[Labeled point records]
▼

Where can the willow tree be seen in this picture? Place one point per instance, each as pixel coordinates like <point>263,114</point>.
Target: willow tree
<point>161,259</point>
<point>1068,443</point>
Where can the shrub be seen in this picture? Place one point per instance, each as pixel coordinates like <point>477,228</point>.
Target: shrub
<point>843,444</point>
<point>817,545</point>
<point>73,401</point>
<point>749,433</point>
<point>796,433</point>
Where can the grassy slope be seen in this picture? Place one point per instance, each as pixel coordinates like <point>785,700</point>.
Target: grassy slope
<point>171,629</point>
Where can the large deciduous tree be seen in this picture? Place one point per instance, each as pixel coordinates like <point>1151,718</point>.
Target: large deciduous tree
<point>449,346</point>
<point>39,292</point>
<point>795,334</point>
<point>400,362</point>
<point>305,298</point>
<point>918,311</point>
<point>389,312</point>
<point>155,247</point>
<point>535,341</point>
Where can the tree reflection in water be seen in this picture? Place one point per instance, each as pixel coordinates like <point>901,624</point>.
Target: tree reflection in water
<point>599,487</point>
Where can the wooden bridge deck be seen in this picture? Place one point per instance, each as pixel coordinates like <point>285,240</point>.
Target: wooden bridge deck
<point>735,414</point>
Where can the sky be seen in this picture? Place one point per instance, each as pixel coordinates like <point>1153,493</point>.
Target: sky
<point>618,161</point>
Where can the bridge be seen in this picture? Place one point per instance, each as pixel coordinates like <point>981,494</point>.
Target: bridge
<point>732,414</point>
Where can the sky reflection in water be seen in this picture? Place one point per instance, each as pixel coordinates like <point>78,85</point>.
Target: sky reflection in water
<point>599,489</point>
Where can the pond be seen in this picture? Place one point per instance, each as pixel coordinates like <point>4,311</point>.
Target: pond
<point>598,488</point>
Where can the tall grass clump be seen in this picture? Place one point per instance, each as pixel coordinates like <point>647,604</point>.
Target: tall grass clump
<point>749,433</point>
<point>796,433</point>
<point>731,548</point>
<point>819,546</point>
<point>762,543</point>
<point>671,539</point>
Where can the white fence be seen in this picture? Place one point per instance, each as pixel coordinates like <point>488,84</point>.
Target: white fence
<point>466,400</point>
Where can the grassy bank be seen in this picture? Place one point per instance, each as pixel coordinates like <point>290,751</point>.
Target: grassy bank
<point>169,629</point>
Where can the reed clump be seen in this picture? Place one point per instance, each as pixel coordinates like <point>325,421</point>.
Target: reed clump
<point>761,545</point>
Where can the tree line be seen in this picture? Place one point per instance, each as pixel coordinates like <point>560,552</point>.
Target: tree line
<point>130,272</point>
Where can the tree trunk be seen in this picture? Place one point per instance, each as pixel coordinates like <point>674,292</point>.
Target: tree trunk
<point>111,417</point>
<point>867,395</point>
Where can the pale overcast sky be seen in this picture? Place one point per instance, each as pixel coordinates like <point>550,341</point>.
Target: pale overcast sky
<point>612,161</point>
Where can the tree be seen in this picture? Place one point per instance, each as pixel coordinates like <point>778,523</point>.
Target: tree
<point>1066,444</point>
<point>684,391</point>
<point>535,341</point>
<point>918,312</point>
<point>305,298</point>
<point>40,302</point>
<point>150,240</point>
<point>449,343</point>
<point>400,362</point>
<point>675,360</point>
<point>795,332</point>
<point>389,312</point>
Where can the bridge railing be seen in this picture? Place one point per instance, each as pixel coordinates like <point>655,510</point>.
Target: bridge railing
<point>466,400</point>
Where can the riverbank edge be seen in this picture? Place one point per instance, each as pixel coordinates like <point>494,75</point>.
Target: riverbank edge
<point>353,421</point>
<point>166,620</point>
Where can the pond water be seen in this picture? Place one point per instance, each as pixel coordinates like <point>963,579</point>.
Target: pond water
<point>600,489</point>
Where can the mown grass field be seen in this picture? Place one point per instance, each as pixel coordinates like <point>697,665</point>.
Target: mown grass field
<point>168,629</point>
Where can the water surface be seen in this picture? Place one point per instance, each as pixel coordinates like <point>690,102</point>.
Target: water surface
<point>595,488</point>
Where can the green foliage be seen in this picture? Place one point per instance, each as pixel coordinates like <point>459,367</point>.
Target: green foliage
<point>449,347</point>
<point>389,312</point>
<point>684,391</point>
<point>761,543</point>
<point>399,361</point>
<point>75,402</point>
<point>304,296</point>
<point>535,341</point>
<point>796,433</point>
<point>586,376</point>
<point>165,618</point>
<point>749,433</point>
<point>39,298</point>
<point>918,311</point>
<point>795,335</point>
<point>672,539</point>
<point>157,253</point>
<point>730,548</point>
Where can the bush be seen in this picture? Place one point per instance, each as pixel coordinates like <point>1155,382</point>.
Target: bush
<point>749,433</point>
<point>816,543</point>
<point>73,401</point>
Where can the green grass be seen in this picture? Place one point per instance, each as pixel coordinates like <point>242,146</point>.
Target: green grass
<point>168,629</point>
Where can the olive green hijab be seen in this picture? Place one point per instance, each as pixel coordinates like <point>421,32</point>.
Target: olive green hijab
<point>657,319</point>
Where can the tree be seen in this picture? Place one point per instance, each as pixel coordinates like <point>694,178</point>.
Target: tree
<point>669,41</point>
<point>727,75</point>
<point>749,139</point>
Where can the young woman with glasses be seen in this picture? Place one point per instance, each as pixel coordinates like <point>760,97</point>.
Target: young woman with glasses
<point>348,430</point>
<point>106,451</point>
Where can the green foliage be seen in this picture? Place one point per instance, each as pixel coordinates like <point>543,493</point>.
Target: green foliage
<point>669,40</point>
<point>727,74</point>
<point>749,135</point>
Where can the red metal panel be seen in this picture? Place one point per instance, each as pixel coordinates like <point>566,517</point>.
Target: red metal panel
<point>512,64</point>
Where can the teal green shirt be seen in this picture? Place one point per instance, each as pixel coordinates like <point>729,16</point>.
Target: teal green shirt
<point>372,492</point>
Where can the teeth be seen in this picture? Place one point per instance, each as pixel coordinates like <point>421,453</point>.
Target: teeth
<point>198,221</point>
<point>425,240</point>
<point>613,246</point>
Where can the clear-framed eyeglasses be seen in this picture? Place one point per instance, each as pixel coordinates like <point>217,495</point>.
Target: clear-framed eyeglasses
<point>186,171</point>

▲
▼

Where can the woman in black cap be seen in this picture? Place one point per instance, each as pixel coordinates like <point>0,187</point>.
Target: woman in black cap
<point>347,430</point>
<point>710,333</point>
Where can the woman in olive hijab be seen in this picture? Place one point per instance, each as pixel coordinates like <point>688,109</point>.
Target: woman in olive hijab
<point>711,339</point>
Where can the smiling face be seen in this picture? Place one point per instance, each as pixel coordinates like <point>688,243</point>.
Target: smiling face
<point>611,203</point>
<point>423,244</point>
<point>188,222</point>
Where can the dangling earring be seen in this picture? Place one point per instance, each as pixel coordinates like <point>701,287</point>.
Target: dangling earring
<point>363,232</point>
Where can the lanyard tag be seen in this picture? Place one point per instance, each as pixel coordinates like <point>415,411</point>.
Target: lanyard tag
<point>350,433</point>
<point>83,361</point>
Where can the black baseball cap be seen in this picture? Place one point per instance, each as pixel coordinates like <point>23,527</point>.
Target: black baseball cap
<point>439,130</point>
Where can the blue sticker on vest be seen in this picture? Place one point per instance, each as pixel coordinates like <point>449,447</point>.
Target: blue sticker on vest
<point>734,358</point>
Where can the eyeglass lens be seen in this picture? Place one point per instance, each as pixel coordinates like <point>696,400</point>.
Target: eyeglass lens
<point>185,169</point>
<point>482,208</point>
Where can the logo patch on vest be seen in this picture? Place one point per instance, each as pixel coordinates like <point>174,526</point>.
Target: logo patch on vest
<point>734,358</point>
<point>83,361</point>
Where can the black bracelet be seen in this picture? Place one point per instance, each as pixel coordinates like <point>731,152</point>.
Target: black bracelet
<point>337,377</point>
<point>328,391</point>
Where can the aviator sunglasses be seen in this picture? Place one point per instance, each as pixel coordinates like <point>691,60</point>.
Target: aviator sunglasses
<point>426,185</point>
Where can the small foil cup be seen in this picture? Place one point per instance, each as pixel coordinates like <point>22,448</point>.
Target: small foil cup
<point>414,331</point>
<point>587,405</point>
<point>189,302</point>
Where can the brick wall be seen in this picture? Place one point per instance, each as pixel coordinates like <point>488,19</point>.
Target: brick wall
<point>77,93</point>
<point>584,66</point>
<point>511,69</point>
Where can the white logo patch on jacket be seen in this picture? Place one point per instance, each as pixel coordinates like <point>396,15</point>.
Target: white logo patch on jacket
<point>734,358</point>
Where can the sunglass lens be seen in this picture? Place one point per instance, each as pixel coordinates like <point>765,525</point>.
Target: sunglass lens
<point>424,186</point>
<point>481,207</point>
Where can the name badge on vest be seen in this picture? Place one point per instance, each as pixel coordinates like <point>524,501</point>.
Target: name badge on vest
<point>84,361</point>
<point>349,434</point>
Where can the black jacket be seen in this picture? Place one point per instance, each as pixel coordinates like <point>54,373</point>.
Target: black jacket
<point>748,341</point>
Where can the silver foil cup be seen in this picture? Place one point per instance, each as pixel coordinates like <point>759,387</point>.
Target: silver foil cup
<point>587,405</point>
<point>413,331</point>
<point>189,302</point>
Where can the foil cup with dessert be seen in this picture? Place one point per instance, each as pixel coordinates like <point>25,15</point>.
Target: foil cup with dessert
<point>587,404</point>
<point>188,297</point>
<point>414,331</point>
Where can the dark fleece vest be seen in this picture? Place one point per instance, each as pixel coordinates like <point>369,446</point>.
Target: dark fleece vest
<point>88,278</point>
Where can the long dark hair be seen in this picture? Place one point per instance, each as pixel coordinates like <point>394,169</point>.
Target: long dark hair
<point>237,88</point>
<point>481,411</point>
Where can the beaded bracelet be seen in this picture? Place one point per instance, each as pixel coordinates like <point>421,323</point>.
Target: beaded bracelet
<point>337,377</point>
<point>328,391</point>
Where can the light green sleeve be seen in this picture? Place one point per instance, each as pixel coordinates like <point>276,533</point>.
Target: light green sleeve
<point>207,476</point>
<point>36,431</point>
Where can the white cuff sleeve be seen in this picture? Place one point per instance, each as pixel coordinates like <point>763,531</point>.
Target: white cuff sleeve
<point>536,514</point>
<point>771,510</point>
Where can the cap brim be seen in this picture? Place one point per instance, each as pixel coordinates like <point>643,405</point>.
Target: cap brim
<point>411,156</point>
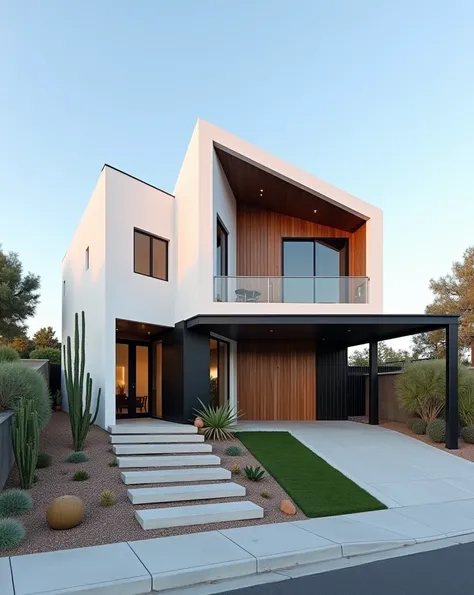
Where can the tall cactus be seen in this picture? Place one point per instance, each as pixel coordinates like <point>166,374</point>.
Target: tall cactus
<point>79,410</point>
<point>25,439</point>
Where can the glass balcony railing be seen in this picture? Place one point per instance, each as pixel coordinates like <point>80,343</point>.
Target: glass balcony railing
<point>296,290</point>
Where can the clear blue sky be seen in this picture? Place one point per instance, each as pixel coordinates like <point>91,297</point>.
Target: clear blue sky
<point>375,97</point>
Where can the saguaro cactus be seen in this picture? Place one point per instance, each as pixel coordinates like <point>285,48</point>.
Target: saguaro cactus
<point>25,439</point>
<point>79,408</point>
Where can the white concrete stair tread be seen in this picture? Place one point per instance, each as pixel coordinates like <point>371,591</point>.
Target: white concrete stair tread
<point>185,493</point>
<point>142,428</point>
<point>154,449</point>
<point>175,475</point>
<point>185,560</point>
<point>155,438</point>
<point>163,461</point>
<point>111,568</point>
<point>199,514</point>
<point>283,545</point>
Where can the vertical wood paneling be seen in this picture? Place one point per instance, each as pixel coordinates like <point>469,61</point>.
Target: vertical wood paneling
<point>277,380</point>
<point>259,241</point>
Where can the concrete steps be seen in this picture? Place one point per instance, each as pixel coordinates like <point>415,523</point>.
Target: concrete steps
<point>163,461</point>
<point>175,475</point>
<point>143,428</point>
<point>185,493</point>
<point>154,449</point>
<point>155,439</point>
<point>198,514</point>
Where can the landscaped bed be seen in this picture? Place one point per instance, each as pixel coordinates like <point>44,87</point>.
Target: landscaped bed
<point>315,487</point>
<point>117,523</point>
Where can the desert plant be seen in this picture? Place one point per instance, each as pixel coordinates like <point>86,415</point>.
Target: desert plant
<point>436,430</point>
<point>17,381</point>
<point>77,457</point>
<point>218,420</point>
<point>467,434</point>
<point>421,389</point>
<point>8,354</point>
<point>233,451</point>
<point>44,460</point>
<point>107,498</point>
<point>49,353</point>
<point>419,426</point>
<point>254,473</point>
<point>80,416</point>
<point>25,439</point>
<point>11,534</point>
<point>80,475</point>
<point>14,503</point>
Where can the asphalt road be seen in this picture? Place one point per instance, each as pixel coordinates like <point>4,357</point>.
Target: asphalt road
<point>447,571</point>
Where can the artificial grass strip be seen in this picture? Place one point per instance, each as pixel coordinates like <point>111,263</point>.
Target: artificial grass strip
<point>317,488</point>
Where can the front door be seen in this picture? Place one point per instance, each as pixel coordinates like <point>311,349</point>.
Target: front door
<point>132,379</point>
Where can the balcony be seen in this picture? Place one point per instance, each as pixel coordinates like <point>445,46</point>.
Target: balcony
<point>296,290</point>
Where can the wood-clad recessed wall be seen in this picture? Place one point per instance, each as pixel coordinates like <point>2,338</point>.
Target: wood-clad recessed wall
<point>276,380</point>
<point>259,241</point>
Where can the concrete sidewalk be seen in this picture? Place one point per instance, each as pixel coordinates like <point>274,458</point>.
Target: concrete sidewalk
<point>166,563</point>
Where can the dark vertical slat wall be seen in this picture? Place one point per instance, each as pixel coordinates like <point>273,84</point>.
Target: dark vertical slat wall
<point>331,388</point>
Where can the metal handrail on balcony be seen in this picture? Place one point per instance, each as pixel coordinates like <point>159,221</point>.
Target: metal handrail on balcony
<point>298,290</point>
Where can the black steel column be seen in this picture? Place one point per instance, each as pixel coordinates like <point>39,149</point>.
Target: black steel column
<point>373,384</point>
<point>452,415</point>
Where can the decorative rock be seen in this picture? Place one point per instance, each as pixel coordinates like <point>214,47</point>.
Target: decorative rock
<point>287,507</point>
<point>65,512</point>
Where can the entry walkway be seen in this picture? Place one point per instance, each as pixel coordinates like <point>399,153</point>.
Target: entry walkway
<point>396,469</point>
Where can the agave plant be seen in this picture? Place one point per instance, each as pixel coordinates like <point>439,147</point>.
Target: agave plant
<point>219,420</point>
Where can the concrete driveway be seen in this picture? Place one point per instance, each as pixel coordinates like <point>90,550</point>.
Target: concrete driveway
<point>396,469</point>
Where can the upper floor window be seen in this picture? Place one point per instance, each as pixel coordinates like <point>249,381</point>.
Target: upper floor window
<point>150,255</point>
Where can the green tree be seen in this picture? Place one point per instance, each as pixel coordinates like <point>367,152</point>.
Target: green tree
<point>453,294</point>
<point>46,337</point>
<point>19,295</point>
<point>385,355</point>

▲

### EXERCISE TASK
Please copy the lines of the items verbatim, everything from the line containing "Where can the brick" down to the line containing "<point>88,278</point>", both included.

### RESPONSE TO THIS EXERCISE
Where can the brick wall be seen in this picture? Place one point per instance, each as pixel coordinates like <point>488,19</point>.
Target: brick wall
<point>77,93</point>
<point>584,66</point>
<point>511,69</point>
Where can the white logo patch on jacket be seen in this picture? Place one point per instance, each as pixel coordinates like <point>396,15</point>.
Target: white logo patch on jacket
<point>734,358</point>
Where can the sunglass lens be seen in this picture? Place one point per instance, each as pixel coordinates like <point>765,525</point>.
Target: sunglass lens
<point>424,186</point>
<point>481,207</point>
Where can the name badge on vest be seen in this picture? Place one point per instance, each as pixel coordinates like <point>524,501</point>.
Target: name badge on vest
<point>84,361</point>
<point>349,434</point>
Where can the black jacket be seen in this picture? Place one point per instance, each as pixel coordinates like <point>54,373</point>.
Target: black jacket
<point>748,341</point>
Where can the silver foil cup be seen in this picture? Place one point per instance, each as pixel coordinates like <point>759,387</point>.
Target: silver foil cup
<point>587,405</point>
<point>413,331</point>
<point>189,302</point>
Where can the foil cup with dessert be seen in this picture? Place one point per instance, each as pixel coordinates like <point>25,15</point>.
Target: foil cup with dessert
<point>587,404</point>
<point>188,297</point>
<point>414,331</point>
Where can the dark fleece vest be seen in this picture? Place one point per instance, each as pixel coordinates like <point>369,446</point>.
Target: dark fleece vest
<point>88,278</point>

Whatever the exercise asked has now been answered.